>>>

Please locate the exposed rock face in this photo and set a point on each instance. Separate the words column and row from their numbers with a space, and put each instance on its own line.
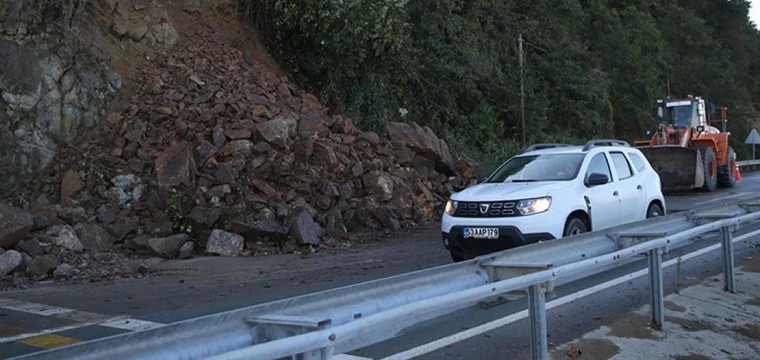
column 53, row 86
column 209, row 152
column 15, row 223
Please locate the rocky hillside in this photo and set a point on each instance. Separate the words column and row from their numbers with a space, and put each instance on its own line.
column 209, row 152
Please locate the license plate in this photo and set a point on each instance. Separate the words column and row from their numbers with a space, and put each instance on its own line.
column 481, row 233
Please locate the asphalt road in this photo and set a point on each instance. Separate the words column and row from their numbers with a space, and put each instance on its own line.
column 58, row 314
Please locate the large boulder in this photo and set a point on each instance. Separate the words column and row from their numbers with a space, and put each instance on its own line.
column 425, row 143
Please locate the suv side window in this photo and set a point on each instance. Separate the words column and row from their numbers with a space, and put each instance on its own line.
column 637, row 162
column 621, row 165
column 598, row 164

<<<

- _AIM_:
Rewrite all of the records above as one numbered list, with each line as its own item, and skip any blank lines. Leave the pictures out.

- _ANSWER TO THE TASK_:
1. Please locate the exposed rock face in this photo and set a point on each instance. Separate the words column and row from their numbers with a space, and put each instance on its own line.
2. column 53, row 86
3. column 209, row 152
4. column 15, row 223
5. Please locate the rocky hillside in this photo and set a point on each instance. Separate the words column and row from their numbers with a space, and put each instance on its own line.
6. column 209, row 152
7. Please locate the license plate in this photo and set a point on each instance. Separate the words column and row from their numbers with a space, and put each instance on its own line.
8. column 481, row 233
9. Please locate the asphalt road in this photo and set a point on each instance. Separate the words column and row from their numbers with a space, and put each instance on its own line.
10. column 58, row 314
11. Please locate the large boulder in this photo and set a point on each instance. Separate the words column and row from their numbers with a space, and put each instance on its own line.
12. column 425, row 143
13. Please locate the suv side window in this photo and set a point on each instance. Separate the words column and row from their numbers with a space, and put each instance on its own line.
14. column 637, row 162
15. column 621, row 165
16. column 598, row 164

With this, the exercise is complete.